Rewrite the records below, changing "single marker" to "single dot" wherever it occurs and leaving everything else unchanged.

::::::::

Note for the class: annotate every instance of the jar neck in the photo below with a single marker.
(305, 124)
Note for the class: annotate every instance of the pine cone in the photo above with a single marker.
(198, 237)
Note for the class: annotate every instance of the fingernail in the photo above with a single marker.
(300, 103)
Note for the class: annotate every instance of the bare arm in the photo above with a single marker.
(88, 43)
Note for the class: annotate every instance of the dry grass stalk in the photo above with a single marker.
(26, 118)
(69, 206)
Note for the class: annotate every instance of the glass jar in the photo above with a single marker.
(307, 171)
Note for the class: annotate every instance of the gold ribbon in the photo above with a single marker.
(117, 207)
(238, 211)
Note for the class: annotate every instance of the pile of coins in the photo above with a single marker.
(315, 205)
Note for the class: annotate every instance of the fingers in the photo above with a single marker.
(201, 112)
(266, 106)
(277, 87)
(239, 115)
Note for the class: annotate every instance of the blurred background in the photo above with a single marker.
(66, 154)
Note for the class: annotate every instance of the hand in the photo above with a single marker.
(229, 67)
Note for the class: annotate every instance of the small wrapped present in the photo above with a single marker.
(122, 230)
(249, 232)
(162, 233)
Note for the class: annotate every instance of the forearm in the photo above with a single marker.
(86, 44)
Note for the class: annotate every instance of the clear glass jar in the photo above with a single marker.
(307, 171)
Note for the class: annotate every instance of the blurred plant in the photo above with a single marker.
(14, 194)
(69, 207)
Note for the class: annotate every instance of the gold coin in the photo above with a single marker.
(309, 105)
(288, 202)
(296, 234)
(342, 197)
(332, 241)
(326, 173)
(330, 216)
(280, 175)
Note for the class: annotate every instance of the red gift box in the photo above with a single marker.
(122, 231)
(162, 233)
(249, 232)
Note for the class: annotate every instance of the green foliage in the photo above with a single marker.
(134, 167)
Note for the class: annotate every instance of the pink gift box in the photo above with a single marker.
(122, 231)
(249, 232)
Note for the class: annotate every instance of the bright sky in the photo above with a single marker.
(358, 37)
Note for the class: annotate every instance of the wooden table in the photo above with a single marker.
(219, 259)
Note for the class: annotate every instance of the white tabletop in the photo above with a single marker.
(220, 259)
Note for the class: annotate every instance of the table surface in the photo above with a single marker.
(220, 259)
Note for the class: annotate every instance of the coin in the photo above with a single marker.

::::::::

FINISHED EXERCISE:
Note for the class: annotate every instance of the jar neck in the photo below with a single dot.
(305, 124)
Note for the class: annotate every instance of the pine cone in the photo above with a single dot.
(198, 237)
Note for the class: annotate every instance of the fingernail in the photo above with a single dot.
(300, 103)
Note for the class: annotate every instance of the bare arm in the photo above with a single dot.
(88, 43)
Note for the class: annotate every instance of the dry grass stalk in the photo above with a single dot.
(26, 118)
(69, 206)
Note for the class: annotate every instance of the glass jar in the photo above with a single dot.
(307, 171)
Note for the class: annotate every instance of the gold ribbon in the photo above with a single dot.
(117, 207)
(238, 211)
Note for the class: annotate every instance of the pile of coins in the photo above with a single dot.
(315, 205)
Note for the class: annotate every instance of the fingers in the photo above with a single dot.
(201, 112)
(266, 106)
(277, 87)
(239, 115)
Note for the class: annotate every instance of the blurred background in the photo above with a single dot.
(66, 154)
Note for the class: annotate every instance of the hand in the photo above with a single dot.
(229, 67)
Note for the class: annotate every instance of the small wrapped present in the photo above with a single dot.
(122, 230)
(249, 232)
(162, 233)
Note for the class: annotate every instance of the forearm in the photo above with a single dot.
(86, 44)
Note for the class: annotate every instance of the clear glass jar in the photo above with a single dot.
(307, 171)
Note for the class: annotate every instance of the blurred plant in the photo above with a single dot.
(14, 194)
(69, 207)
Note for the class: annotate every instance of the gold coin in the photo above with a single dot.
(309, 105)
(288, 202)
(296, 234)
(342, 197)
(332, 241)
(326, 173)
(330, 216)
(280, 175)
Note for the class: annotate every instance of the red gift box in the photo above with a single dot.
(122, 231)
(162, 233)
(249, 232)
Note for the class: annotate every instance of the green foliage in the photo above with a single dot.
(134, 167)
Note for the class: annotate every instance of the pink gift box in the photo above with a single dot.
(122, 231)
(249, 232)
Note for the class: annotate every instance of the bright sky in the photo above with a single dot.
(358, 37)
Note for the class: annotate every instance of the wooden table in the photo above with a single dot.
(219, 259)
Note for the class: annotate every instance of the white tabletop in the photo above with a single dot.
(220, 259)
Note for the class: annotate every instance of the table surface in the photo above with a single dot.
(220, 259)
Note for the class: annotate every instance of the coin in the photo above with a single dot.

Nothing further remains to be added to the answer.